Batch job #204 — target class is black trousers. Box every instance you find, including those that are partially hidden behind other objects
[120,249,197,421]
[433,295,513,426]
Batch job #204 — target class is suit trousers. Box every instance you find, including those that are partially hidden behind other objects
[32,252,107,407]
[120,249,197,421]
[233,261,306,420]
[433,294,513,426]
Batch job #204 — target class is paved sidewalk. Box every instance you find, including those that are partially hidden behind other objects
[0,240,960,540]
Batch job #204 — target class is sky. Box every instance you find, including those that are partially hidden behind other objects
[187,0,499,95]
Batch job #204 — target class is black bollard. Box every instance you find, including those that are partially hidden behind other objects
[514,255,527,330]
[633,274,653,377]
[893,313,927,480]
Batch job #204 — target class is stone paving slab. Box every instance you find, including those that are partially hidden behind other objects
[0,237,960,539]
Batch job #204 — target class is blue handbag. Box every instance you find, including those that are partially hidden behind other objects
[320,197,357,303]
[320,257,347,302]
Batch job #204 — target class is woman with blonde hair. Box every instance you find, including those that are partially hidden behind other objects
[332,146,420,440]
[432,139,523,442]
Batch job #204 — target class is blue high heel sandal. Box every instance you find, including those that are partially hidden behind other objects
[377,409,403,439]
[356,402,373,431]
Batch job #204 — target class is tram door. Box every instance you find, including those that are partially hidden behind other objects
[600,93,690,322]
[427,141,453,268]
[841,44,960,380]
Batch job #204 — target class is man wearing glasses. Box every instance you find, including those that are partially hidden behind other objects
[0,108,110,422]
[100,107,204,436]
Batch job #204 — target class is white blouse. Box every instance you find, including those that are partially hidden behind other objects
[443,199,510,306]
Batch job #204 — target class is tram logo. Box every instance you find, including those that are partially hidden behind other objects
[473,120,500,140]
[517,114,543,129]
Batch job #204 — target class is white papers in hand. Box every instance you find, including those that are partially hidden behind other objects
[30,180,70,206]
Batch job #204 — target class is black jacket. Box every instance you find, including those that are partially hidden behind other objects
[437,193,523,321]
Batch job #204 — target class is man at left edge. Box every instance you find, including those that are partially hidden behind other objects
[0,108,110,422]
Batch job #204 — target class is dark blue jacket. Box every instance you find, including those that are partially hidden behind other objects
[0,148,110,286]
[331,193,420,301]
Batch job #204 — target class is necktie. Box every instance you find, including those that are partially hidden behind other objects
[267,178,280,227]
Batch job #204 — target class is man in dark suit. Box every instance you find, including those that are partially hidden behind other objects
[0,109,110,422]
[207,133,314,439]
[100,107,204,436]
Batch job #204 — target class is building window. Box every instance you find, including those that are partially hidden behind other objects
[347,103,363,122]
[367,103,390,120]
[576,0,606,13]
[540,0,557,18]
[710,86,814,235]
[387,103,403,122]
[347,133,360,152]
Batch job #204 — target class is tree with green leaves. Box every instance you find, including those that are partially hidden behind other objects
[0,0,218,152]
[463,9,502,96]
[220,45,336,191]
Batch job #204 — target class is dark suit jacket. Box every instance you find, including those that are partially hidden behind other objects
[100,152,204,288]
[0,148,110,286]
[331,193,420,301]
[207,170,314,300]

____________

*STATED GOAL*. Convert the lines above into a JSON array of strings, one string per line, omitting blank lines.

*FULL RESPONSE*.
[
  "Batch job #204 — target class is black trousers. Box every instance you find, including those that are partially hidden behind other objects",
  "[120,249,197,421]",
  "[433,295,513,426]",
  "Batch job #204 — target class is suit trousers. Box every instance you find, including those that are partially hidden behind other objects",
  "[32,252,107,407]",
  "[120,249,197,421]",
  "[233,261,306,420]",
  "[433,294,513,426]",
  "Batch job #204 — target class is paved sidewalk. Box every instance you find, including those that are partially hidden behind other objects",
  "[0,240,960,540]",
  "Batch job #204 — target class is sky. Box every instance you find, including those that are partially hidden behind other objects",
  "[187,0,499,95]",
  "Batch job #204 — target class is black bollard. Box every instance you find, including those that are partially hidden behind other objects",
  "[514,255,527,330]",
  "[633,274,653,377]",
  "[893,313,927,480]",
  "Batch job #204 — target class is stone paving slab. Box every instance you find, including those that are partially hidden behind other objects",
  "[0,237,960,539]",
  "Batch job #204 — target class is blue handbag. Box every instance you find, including those that are partially hidden behind other objects",
  "[320,197,357,303]",
  "[320,257,347,302]",
  "Batch job #204 — target class is woman with blonde hair. Box every instance you find, including those that are partially hidden behind other objects",
  "[332,146,420,440]",
  "[432,139,523,442]",
  "Batch job #204 — target class is blue high heel sandal. Box every instance you find, including those that are partially hidden behind other objects",
  "[377,409,403,439]",
  "[356,402,373,431]",
  "Batch job #204 — target class is tram door. Box every instance you find, including those that are partially hidden behind other objects",
  "[600,93,690,322]",
  "[427,141,453,268]",
  "[841,44,960,380]",
  "Batch job #204 — target class is man wearing glasses. Box every instance you find, including those that are partially hidden behind other objects",
  "[0,108,110,422]",
  "[100,107,204,436]",
  "Batch job #204 — target class is white blouse. Box every instance you find, including those that are partially hidden behind other objects",
  "[443,199,510,306]",
  "Batch job #204 — target class is tram logo. Box every instance you find, including those that are partially hidden behind other objects",
  "[473,120,500,140]",
  "[517,114,543,129]",
  "Batch job #204 — target class is white papers in hand. Box every instance you find, including those that are partially hidden behind other objects",
  "[30,180,70,206]",
  "Batch job #204 — target class is black jacket. Box every instance you find, including those that are partially hidden behind other objects",
  "[437,193,523,321]",
  "Batch job #204 — target class is man at left edge. Box every instance you find, including those that are partially hidden behind other objects",
  "[0,108,110,422]",
  "Batch job #204 — target class is dark blue jacket. Box every instance you find, including those that are partially hidden behind other objects",
  "[0,148,110,286]",
  "[331,193,420,301]",
  "Batch job #204 — target class is necktie. Box every instance you find, including those that are partially hidden behind other objects",
  "[267,178,280,227]",
  "Batch job #204 — target class is man in dark suit. Box every instance you find, including those that are partially hidden behind other objects",
  "[0,109,110,422]",
  "[207,133,314,439]",
  "[100,107,204,436]",
  "Batch job #204 — target class is building window. Box every instance you find, including those that are partially hidden behind other objects",
  "[347,103,363,122]",
  "[367,103,390,120]",
  "[576,0,606,13]",
  "[540,0,557,18]",
  "[710,86,814,235]",
  "[387,103,403,122]",
  "[347,133,360,152]",
  "Batch job #204 — target class is tree with green leaves. Box every instance you find, including those that are partially hidden behind other objects",
  "[0,0,218,152]",
  "[463,9,502,96]",
  "[220,45,336,191]",
  "Batch job #204 — target class is dark suit jacket. Box every instance you find, including those that are partially hidden behind other objects",
  "[100,152,204,288]",
  "[0,148,110,286]",
  "[331,193,420,301]",
  "[207,170,314,300]"
]